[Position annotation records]
================================

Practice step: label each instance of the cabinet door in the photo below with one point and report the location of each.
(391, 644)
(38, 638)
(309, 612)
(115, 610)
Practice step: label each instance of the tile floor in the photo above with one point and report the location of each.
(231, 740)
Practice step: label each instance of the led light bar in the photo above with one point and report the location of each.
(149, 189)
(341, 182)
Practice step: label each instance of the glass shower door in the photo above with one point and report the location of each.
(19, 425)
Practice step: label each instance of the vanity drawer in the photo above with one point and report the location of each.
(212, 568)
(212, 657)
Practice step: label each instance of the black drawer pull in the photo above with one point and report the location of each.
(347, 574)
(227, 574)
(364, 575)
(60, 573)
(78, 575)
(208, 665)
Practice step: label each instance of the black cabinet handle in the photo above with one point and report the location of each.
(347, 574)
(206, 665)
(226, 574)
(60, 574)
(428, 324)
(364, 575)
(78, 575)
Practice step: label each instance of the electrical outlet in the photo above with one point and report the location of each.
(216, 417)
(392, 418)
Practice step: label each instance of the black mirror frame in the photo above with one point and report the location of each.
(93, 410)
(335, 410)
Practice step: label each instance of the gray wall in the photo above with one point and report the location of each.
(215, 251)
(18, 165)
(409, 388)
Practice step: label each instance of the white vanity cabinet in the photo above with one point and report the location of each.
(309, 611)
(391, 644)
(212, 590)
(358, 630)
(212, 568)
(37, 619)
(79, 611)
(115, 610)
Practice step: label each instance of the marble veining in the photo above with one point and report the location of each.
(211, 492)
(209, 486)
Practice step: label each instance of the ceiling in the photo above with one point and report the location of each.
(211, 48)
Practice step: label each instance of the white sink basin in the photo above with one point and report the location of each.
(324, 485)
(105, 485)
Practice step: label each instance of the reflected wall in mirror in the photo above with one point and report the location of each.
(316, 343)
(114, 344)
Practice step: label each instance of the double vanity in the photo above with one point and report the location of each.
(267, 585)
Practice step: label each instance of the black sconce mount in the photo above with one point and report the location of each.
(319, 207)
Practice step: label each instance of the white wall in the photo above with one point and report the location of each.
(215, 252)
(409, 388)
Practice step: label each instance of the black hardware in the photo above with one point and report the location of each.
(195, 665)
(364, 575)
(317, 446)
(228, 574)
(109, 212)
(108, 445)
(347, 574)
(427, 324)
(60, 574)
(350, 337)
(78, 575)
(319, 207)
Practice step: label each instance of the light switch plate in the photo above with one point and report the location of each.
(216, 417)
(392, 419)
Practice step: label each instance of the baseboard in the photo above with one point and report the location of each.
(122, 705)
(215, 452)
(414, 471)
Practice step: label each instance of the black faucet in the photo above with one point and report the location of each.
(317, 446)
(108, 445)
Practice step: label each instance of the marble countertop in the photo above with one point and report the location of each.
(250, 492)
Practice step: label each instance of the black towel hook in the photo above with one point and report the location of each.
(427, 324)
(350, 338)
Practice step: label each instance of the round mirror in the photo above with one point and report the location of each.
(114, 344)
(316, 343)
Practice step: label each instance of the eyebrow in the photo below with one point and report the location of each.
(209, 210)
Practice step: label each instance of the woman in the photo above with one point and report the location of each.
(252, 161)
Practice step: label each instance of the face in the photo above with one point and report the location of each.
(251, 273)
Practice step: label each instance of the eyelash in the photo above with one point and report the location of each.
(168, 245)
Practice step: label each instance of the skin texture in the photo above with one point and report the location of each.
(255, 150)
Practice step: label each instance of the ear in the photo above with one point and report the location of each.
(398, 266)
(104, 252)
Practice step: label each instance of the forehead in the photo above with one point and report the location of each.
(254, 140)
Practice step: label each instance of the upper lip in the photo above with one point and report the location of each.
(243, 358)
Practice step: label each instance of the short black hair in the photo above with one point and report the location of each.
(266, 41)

================================

• **GIVEN PROBLEM**: Set down exactly what runs from the line with "Practice step: label each instance of the eyebrow" to the last line of the data above, including both of those lines and no others.

• **THE ANSWER**:
Practice step: label each instance of the eyebrow in the photo below with one point and report the location of each.
(209, 210)
Practice step: label each instance of the woman in the photo above with one point and report the location of each.
(252, 161)
Practice step: label each instance of the face in the photo above with one point and report the location of each.
(251, 273)
Practice step: label each instance of the eyelash in the photo above with one point and report the location of each.
(168, 245)
Practice step: label each instance of the skin texture in the photo above with one point and report the location of each.
(255, 150)
Practice step: label each instance of the ear in the photo above with one point and report the location of each.
(398, 266)
(104, 252)
Practice step: label each instance of the forehead in the photo above with one point and report the location of each.
(254, 140)
Practice step: label each instance of the upper lip in the photo above with one point and report the location of each.
(243, 358)
Practice step: label each instance of the short black hair in the photo above with one point and report the location of each.
(266, 41)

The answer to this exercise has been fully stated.